Exercise description: Render the records below as a JSON list of strings, with one string for each line and any blank lines omitted.

Object position labeling records

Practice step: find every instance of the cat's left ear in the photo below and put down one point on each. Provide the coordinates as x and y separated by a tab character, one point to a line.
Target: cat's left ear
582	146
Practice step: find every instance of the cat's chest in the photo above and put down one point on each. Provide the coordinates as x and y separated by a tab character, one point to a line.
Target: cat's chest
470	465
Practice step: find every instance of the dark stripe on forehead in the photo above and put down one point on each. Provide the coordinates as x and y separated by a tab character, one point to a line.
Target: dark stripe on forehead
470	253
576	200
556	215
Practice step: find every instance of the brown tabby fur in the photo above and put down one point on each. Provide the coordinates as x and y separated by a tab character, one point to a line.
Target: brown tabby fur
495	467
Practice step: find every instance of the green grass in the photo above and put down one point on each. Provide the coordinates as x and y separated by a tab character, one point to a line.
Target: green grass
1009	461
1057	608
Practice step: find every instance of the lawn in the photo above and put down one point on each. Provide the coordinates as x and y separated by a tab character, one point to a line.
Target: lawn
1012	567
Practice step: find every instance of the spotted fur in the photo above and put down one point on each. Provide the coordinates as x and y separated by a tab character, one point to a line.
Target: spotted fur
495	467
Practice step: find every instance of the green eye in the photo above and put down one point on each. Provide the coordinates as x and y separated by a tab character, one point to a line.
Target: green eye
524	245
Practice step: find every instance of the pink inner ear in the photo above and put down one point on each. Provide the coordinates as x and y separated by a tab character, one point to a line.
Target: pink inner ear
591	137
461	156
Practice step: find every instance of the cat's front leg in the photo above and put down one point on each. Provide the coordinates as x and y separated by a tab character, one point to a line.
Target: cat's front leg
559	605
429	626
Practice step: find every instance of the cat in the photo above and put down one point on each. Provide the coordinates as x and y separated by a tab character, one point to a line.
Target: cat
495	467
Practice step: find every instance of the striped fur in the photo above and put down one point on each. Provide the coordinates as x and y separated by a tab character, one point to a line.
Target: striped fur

Full solution:
[
  "Practice step: find every instance of the cat's left ear in the photo below and put down one point on each. Provide the coordinates as x and y separated by a tab character, one point to a line.",
  "Target: cat's left ear",
  "582\t146",
  "Practice step: find every instance of the cat's chest in the photo above and put down one point on each. Provide the coordinates as x and y separated by a tab character, one point to a line.",
  "Target: cat's chest",
  "470\t465",
  "Practice step: find every instance of the dark stripe on forehead in the photo above and put down one point on each. Provide the coordinates as x and y separated by a tab character, one point to a line.",
  "Target: dark stripe on forehead",
  "470\t253",
  "576\t200",
  "556\t215",
  "Practice step: find every instance of the brown tabby fur in the photo above and put down one point on each. Provide the coordinates as x and y separated by a tab character, one point to a line.",
  "Target: brown tabby fur",
  "495\t467",
  "Practice step: find every instance of the green grass in the photo above and put down one point on each. Provide the coordinates as x and y separated by a tab character, one point to a line.",
  "Target: green grass",
  "1009\t461",
  "1057\t608",
  "Practice step: find every instance of the lawn in the photo above and put down one point on each. Provide the coordinates as x and y separated by a tab character, one point to a line.",
  "Target: lawn",
  "1012\t567",
  "Practice step: find every instance of the spotted fur in the photo above and put down one point on each. Provide the coordinates as x and y separated by a tab character, one point to a line.",
  "Target: spotted fur",
  "495\t467",
  "Practice step: find every instance of the green eye in the photo above and put down one point on each. Provide the coordinates as x and y separated by a tab character, one point to a line.",
  "Target: green eye",
  "524\t245",
  "Practice step: find every instance of the pink inner ear in the photo above and put down one point on each. Provide the coordinates as x and y separated by a tab character, one point to a line.",
  "Target: pink inner ear",
  "591\t137",
  "461\t156",
  "Practice step: find every instance of the cat's front leg in the photo above and put down one point on each. Provide the coordinates as x and y separated by a tab character, one point to a line.",
  "Target: cat's front leg",
  "559\t605",
  "429\t626",
  "Practice step: find every instance of the cat in the photo above and put down one point on each. Provide the coordinates as x and y separated by a tab character, one point to a line.",
  "Target: cat",
  "495\t467",
  "Practice step: find every instance of the striped fur in the photo above and put down one point on each. Provide the coordinates as x and y separated by a tab character, one point to a line.",
  "Target: striped fur"
]